Please reproduce the rows from the very first one through the line containing "holes: even-odd rule", inclusive, with every character unchanged.

==== Provided information ====

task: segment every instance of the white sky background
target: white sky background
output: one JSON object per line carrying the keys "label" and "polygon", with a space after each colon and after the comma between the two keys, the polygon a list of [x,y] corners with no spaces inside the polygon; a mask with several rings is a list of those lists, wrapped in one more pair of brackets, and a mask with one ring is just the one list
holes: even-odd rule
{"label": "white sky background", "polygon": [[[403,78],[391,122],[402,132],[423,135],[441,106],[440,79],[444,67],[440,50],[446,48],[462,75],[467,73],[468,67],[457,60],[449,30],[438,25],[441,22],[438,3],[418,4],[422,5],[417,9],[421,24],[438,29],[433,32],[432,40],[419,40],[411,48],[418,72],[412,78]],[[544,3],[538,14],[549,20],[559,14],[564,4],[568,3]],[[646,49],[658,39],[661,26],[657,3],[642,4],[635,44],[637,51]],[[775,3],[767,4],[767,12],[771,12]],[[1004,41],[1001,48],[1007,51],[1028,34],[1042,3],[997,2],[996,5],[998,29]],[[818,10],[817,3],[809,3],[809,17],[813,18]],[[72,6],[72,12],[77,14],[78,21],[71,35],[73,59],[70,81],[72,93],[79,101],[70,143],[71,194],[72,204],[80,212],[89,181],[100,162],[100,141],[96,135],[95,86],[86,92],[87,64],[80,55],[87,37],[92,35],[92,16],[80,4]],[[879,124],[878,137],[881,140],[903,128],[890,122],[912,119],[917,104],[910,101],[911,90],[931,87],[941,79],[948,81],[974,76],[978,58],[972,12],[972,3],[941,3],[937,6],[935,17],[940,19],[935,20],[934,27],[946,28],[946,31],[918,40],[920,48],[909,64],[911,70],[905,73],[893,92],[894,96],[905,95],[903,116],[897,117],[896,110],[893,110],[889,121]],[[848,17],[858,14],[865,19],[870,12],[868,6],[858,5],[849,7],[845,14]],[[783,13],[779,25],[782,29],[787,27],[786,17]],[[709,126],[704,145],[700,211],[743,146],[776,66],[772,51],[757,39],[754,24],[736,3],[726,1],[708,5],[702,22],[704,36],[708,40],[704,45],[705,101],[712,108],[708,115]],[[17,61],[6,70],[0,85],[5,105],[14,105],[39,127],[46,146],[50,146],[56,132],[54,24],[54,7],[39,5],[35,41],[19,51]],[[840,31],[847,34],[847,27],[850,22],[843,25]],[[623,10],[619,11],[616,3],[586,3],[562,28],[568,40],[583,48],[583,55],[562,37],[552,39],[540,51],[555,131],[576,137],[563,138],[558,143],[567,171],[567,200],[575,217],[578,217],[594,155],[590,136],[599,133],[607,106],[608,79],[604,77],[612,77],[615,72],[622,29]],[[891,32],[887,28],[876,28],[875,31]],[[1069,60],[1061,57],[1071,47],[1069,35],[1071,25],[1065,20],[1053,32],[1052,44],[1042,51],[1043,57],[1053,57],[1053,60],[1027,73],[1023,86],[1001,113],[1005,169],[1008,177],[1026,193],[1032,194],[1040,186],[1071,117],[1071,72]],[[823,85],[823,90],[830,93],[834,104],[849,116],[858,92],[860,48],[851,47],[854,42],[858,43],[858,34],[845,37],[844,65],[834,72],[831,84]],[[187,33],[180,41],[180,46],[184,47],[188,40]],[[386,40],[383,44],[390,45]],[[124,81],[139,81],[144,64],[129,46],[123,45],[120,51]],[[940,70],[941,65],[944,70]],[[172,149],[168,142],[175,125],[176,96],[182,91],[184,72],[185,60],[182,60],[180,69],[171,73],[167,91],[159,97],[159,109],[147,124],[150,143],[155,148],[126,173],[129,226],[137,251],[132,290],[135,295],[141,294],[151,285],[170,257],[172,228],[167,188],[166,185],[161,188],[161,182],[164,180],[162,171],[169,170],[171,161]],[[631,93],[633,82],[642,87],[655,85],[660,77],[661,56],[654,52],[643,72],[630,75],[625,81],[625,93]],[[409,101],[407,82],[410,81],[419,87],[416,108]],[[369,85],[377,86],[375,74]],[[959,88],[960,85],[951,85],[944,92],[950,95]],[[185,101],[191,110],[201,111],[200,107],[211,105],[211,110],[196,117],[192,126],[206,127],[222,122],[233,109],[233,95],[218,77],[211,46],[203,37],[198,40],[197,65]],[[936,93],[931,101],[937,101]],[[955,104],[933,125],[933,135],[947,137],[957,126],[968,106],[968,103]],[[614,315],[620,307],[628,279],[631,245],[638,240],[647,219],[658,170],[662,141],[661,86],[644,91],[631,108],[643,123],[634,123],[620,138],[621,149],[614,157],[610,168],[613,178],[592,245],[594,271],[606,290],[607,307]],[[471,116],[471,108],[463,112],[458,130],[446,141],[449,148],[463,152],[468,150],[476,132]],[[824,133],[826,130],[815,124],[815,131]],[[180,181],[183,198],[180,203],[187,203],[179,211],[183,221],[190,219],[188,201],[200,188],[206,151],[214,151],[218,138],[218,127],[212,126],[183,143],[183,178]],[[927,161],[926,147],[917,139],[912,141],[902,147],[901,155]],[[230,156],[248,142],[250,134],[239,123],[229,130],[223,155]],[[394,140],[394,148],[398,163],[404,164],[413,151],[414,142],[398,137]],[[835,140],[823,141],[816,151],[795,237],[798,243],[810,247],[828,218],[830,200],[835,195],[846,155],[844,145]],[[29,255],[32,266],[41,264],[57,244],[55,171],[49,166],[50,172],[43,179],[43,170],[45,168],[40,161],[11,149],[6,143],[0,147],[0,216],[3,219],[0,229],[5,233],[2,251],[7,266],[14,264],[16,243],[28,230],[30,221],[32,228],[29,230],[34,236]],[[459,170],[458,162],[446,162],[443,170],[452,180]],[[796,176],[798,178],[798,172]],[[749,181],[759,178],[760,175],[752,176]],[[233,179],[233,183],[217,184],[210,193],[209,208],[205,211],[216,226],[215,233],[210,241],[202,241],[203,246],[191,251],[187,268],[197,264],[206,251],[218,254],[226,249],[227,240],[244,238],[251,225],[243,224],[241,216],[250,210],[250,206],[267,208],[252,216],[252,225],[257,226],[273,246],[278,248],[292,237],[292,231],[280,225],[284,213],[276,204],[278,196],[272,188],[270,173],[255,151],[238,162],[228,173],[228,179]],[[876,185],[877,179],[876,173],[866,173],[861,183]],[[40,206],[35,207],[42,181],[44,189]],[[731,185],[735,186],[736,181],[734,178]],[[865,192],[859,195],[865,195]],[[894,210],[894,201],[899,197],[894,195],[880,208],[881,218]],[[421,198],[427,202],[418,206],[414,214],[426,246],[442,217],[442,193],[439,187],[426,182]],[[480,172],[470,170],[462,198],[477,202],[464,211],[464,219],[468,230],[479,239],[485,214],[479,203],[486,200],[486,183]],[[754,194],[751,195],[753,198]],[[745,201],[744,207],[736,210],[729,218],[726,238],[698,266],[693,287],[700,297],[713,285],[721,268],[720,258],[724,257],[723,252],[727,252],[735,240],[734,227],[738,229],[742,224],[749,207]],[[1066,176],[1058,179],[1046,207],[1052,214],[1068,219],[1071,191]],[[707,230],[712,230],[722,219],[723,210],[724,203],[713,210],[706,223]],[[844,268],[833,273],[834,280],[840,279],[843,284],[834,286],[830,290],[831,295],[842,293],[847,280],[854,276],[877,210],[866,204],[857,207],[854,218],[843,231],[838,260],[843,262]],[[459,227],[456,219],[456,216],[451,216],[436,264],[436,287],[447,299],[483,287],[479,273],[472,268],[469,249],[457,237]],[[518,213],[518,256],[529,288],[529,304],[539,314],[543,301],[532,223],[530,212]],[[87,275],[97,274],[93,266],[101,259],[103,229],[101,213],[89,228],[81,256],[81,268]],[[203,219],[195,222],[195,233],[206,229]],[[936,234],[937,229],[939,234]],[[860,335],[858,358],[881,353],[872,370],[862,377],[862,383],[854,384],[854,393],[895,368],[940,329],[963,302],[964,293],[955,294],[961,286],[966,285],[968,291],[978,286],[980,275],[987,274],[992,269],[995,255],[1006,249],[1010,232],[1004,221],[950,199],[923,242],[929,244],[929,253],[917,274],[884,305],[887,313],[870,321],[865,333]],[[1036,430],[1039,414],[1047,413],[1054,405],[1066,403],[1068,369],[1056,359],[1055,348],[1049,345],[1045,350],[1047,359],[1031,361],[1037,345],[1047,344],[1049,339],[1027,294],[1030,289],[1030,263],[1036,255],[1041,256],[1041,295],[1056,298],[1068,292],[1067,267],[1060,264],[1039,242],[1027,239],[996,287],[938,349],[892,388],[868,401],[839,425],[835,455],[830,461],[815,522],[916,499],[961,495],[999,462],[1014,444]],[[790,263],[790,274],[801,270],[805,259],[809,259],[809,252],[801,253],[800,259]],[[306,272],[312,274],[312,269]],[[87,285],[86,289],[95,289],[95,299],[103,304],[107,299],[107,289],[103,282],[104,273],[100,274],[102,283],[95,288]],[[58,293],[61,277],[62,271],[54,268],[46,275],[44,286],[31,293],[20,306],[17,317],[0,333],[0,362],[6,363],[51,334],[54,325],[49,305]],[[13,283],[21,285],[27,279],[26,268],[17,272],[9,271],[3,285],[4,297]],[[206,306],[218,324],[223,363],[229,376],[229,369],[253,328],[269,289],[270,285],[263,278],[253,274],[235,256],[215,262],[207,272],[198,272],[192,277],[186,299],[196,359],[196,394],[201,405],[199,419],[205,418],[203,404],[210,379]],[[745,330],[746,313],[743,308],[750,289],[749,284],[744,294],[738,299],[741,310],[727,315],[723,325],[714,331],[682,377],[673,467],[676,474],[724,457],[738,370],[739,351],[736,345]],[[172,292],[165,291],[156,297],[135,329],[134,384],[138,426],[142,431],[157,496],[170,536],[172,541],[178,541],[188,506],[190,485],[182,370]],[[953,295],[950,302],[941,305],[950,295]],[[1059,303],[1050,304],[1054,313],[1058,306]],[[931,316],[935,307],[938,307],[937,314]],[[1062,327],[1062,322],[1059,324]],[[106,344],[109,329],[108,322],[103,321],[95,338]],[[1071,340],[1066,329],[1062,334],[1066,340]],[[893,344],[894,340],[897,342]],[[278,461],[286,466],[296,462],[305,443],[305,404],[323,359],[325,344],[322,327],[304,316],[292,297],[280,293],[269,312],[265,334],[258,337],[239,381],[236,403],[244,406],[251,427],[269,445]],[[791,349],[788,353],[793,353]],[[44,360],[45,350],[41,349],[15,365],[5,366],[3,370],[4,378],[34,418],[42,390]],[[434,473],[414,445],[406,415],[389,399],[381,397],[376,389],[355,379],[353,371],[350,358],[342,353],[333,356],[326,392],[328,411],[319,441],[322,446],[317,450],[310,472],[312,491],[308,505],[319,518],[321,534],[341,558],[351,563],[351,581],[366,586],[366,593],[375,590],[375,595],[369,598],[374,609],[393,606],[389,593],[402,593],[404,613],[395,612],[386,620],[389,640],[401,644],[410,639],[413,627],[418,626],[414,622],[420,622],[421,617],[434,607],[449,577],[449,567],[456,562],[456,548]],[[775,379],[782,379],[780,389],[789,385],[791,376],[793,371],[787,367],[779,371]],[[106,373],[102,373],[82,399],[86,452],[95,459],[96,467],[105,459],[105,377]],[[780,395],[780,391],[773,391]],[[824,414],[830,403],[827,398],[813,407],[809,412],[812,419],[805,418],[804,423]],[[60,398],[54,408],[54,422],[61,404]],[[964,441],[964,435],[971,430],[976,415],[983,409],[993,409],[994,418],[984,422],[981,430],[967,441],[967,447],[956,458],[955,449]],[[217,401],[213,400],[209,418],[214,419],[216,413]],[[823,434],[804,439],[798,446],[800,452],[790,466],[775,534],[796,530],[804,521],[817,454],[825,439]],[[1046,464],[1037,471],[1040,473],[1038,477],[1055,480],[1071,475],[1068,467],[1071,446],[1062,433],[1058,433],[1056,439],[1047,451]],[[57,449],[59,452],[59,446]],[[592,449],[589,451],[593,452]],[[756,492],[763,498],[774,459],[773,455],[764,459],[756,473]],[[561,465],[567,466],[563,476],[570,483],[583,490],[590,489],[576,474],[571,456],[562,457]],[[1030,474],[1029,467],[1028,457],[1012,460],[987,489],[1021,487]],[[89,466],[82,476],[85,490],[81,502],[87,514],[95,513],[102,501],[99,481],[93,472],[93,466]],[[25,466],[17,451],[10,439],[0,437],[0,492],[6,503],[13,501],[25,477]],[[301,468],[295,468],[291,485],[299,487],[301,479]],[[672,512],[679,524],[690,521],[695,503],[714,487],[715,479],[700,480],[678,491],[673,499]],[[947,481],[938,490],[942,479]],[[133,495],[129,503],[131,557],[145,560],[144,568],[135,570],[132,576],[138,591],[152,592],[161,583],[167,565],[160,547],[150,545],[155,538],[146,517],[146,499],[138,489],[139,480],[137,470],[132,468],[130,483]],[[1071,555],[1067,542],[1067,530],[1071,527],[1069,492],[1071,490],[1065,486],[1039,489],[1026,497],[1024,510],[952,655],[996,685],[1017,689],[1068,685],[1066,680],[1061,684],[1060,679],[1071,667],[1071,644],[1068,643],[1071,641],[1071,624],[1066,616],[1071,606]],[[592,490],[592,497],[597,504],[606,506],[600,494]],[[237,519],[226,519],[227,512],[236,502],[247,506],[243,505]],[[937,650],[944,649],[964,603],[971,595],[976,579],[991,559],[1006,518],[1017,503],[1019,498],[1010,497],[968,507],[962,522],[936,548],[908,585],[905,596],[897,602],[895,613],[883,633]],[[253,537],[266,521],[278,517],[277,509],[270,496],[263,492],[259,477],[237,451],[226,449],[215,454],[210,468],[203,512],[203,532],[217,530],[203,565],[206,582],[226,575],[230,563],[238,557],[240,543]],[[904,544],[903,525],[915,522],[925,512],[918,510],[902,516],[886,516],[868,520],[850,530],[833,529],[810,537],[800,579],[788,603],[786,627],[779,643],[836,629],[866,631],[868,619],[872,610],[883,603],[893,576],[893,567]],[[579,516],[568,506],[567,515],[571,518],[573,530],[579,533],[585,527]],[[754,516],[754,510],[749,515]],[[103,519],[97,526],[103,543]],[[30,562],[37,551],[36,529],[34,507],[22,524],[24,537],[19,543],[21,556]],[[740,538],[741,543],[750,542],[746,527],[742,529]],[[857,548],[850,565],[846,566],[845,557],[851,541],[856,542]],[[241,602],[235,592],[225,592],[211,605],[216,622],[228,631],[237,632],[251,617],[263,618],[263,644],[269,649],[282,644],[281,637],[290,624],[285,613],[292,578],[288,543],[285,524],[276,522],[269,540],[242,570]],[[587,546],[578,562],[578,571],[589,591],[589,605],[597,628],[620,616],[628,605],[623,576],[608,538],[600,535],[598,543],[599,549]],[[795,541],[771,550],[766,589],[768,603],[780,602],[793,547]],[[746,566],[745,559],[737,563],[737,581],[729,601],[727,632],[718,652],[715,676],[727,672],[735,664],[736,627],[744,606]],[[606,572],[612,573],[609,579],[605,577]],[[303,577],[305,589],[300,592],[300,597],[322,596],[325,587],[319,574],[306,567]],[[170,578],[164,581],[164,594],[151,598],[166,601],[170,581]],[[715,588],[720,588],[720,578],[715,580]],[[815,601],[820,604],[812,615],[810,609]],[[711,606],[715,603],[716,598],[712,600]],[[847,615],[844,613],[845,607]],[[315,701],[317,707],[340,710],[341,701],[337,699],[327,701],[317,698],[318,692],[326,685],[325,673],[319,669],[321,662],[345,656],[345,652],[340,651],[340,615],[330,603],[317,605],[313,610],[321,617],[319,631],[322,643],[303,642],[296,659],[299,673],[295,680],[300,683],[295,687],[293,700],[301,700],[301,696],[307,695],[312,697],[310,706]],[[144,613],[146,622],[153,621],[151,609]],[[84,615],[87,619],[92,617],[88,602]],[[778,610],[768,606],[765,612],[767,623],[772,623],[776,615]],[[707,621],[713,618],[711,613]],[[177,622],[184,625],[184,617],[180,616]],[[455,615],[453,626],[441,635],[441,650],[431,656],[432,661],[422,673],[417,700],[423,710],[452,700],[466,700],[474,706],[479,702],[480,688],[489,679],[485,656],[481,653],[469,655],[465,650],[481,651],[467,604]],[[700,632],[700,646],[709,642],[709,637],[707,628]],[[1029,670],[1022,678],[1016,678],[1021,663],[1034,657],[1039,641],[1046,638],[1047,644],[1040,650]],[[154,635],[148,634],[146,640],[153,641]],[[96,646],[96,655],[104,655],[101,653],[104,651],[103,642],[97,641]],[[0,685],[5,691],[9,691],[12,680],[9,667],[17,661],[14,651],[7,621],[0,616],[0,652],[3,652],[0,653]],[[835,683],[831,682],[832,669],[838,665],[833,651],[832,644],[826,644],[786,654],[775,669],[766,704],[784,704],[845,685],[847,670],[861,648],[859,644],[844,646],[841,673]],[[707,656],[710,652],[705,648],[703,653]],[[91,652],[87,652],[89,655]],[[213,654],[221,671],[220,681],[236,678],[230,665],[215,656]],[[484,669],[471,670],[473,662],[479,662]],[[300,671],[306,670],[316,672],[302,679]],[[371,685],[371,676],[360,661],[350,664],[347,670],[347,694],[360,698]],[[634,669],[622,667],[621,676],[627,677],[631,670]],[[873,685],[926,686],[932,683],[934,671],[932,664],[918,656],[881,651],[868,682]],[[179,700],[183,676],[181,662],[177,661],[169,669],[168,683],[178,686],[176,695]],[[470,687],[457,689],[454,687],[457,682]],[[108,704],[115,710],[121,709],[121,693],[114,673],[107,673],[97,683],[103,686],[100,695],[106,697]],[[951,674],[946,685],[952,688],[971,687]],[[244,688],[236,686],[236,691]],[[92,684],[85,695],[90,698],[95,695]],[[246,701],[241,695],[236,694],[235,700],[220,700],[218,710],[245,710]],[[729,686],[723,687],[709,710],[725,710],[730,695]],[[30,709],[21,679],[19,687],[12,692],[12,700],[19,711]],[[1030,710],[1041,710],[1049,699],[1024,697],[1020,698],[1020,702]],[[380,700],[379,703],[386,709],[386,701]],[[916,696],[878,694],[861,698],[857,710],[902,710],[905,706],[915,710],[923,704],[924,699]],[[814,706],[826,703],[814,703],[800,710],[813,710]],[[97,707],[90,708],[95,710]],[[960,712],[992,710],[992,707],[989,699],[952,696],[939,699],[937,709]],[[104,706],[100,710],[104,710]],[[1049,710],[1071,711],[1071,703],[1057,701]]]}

====

▶ **Solution for this task**
task: segment every instance of the white sky background
target: white sky background
output: one JSON object per line carrying the keys "label" and "polygon", with a space after each colon and after the comma between the two keys, the polygon a list of [x,y] corners with no spaces inside the polygon; a mask with several rings is a list of those lists, wrapped in one more pair of brackets, and a mask with one ring is just the one list
holes: even-odd rule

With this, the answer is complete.